RAW DATA ::

+---+

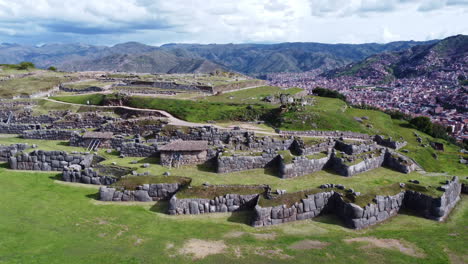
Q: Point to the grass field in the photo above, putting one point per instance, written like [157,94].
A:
[25,86]
[325,114]
[48,222]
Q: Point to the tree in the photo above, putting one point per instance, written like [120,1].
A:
[328,93]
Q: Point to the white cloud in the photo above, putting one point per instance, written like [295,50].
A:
[224,21]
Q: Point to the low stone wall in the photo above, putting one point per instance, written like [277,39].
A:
[334,134]
[131,149]
[357,217]
[220,204]
[172,86]
[226,164]
[352,149]
[64,88]
[49,160]
[307,208]
[389,143]
[17,128]
[143,193]
[49,134]
[86,176]
[321,147]
[238,85]
[342,168]
[302,166]
[464,188]
[435,208]
[399,162]
[8,151]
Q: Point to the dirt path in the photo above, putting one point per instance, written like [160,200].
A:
[170,118]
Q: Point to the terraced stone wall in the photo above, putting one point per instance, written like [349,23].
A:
[49,134]
[143,193]
[40,160]
[220,204]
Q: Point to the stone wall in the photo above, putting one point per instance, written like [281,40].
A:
[87,176]
[301,149]
[182,158]
[435,208]
[399,162]
[389,143]
[307,208]
[143,193]
[49,134]
[357,217]
[238,85]
[17,128]
[49,160]
[64,88]
[8,151]
[172,86]
[355,148]
[131,149]
[226,164]
[339,165]
[220,204]
[333,134]
[302,166]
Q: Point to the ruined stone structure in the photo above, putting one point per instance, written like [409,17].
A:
[332,134]
[179,153]
[8,151]
[373,161]
[143,193]
[220,204]
[389,143]
[131,149]
[17,128]
[356,217]
[355,147]
[49,160]
[49,134]
[226,164]
[435,208]
[307,208]
[86,176]
[302,165]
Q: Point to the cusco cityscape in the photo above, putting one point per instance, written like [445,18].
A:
[263,131]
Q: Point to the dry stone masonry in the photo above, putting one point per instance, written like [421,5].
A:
[49,160]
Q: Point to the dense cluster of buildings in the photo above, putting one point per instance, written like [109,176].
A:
[440,98]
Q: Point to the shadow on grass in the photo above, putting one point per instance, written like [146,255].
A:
[160,207]
[333,172]
[241,217]
[57,177]
[151,160]
[208,166]
[94,196]
[406,125]
[272,171]
[329,219]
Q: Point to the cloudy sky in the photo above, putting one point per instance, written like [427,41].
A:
[155,22]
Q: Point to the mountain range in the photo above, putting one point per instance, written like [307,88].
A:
[432,60]
[251,59]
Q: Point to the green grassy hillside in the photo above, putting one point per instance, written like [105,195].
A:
[50,222]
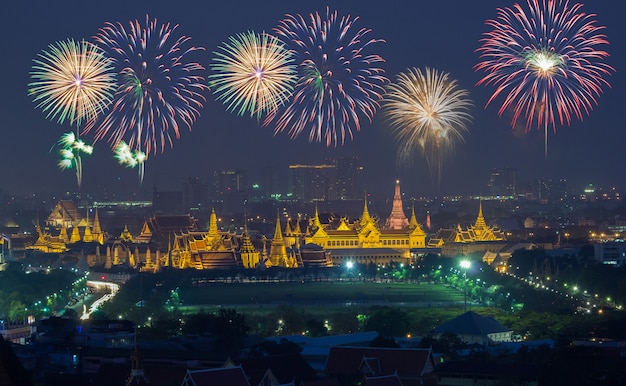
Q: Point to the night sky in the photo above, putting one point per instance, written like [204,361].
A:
[439,34]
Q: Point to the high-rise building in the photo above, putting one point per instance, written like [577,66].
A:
[195,195]
[337,179]
[308,183]
[230,189]
[502,182]
[550,191]
[348,178]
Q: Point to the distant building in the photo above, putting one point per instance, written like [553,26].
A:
[195,195]
[348,178]
[412,366]
[309,183]
[502,182]
[473,328]
[167,202]
[363,240]
[611,253]
[477,237]
[397,219]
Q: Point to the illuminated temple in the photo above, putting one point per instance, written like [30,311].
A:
[364,241]
[175,241]
[477,237]
[72,229]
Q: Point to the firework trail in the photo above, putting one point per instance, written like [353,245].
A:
[546,61]
[72,81]
[253,73]
[159,87]
[339,82]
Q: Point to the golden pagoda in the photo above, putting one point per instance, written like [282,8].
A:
[480,232]
[364,239]
[278,250]
[249,254]
[397,219]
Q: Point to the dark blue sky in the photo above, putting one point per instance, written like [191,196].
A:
[439,34]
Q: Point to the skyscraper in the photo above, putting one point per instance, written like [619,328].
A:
[502,182]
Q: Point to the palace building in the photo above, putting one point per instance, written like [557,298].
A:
[364,241]
[64,217]
[477,237]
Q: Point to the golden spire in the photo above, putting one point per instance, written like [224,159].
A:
[278,233]
[480,220]
[297,229]
[365,217]
[63,235]
[126,236]
[288,231]
[213,232]
[413,221]
[316,220]
[75,236]
[397,219]
[87,237]
[249,254]
[96,224]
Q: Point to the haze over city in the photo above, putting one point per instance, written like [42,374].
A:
[443,35]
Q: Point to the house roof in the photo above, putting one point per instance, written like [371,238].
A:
[231,376]
[285,368]
[385,380]
[406,362]
[471,323]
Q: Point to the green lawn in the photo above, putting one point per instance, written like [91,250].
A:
[318,293]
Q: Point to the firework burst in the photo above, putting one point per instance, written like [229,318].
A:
[254,73]
[339,82]
[429,113]
[546,61]
[71,149]
[159,88]
[72,81]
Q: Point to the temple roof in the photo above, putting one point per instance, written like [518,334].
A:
[471,323]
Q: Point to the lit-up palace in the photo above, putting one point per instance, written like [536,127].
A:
[176,241]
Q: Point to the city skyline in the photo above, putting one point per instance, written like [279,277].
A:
[443,35]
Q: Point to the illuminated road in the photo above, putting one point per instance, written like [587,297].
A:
[109,291]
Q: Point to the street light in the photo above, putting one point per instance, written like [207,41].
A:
[465,264]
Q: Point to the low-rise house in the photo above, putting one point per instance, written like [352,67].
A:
[473,328]
[352,365]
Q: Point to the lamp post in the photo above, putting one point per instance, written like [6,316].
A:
[465,264]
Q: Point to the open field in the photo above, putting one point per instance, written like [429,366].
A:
[319,294]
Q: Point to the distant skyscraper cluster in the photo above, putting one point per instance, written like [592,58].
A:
[502,182]
[337,179]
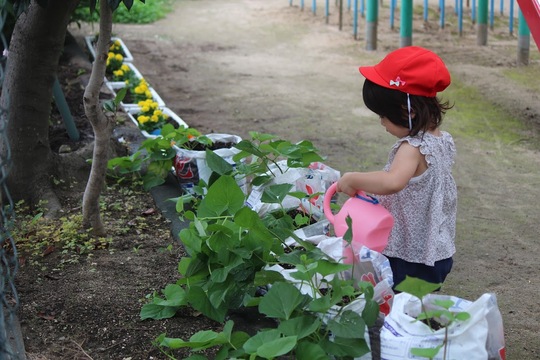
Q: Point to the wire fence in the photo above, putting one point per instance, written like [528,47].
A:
[11,347]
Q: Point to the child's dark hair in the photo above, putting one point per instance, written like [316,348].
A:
[392,104]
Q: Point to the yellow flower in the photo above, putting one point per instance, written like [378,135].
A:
[143,119]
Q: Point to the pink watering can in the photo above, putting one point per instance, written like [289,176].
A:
[371,222]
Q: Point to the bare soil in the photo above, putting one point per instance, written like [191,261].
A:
[234,66]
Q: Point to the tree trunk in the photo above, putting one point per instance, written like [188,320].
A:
[32,63]
[102,123]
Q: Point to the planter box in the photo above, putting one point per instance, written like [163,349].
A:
[115,86]
[119,84]
[89,40]
[190,165]
[172,115]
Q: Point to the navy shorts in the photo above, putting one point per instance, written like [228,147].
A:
[434,274]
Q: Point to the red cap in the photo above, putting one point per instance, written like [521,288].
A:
[410,69]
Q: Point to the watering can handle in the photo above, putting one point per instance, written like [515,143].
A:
[326,205]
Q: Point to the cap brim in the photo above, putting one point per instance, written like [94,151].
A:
[372,75]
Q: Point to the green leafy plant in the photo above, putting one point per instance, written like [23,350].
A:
[230,250]
[153,160]
[265,152]
[441,317]
[140,13]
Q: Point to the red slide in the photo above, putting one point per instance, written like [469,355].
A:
[531,12]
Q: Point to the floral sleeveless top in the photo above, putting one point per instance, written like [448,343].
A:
[425,210]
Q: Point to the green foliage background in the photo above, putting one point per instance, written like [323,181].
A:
[140,13]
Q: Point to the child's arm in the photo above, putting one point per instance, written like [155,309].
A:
[406,164]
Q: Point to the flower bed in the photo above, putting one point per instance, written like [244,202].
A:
[117,46]
[152,119]
[132,99]
[126,74]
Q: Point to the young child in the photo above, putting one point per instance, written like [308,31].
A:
[416,185]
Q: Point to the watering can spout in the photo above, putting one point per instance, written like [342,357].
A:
[371,222]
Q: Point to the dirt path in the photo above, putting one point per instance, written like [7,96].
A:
[233,66]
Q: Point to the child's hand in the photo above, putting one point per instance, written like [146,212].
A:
[345,185]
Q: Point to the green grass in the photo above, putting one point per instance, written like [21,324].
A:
[474,116]
[140,13]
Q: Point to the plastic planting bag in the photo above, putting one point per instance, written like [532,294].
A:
[190,165]
[370,266]
[313,180]
[480,337]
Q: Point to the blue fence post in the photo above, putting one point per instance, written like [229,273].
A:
[491,14]
[460,17]
[372,17]
[511,18]
[392,13]
[327,11]
[406,23]
[442,10]
[355,19]
[524,40]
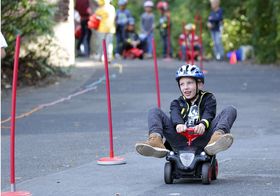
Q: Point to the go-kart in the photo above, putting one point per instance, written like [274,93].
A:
[192,163]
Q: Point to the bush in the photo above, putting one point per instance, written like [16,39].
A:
[34,21]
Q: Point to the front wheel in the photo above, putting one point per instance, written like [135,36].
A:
[206,173]
[168,178]
[215,170]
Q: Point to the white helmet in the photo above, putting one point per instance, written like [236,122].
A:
[148,4]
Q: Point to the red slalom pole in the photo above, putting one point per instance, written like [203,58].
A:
[198,20]
[13,115]
[168,35]
[192,47]
[156,72]
[13,126]
[112,160]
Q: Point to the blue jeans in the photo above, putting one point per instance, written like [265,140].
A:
[218,45]
[158,122]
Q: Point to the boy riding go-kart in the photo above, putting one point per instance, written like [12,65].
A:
[197,109]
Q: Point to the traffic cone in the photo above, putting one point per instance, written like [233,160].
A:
[233,59]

+---+

TASK BRIEF :: Using the data above, reproduce exactly the lines between those holding "Q: Point to the watering can handle" and "Q: Point to the child's arm", inclusive, and no others.

SOLUTION FOR THIS TASK ::
Q: Point to the watering can handle in the photo above, putting one point per instance, written like [515,143].
A:
[326,205]
Q: Point to the cap brim in the photo above, putting one point per instance, written like [94,151].
A:
[372,75]
Q: Point to the green leafy plant in the photo above, putting one point per instance, written like [23,350].
A:
[230,250]
[153,160]
[265,152]
[441,317]
[140,13]
Q: Point to the red slide in the photo above, putting one point per instance, written like [469,355].
A:
[531,12]
Q: Point to the floral sleeveless top in the photo above, putting one point per instance, written like [448,343].
A:
[425,210]
Q: Point to the green foliage background in the photo above, putting one point per instance, written like [323,181].
A:
[140,13]
Q: Point to the child's arm in the photo above, putting one point per instance, written like [155,309].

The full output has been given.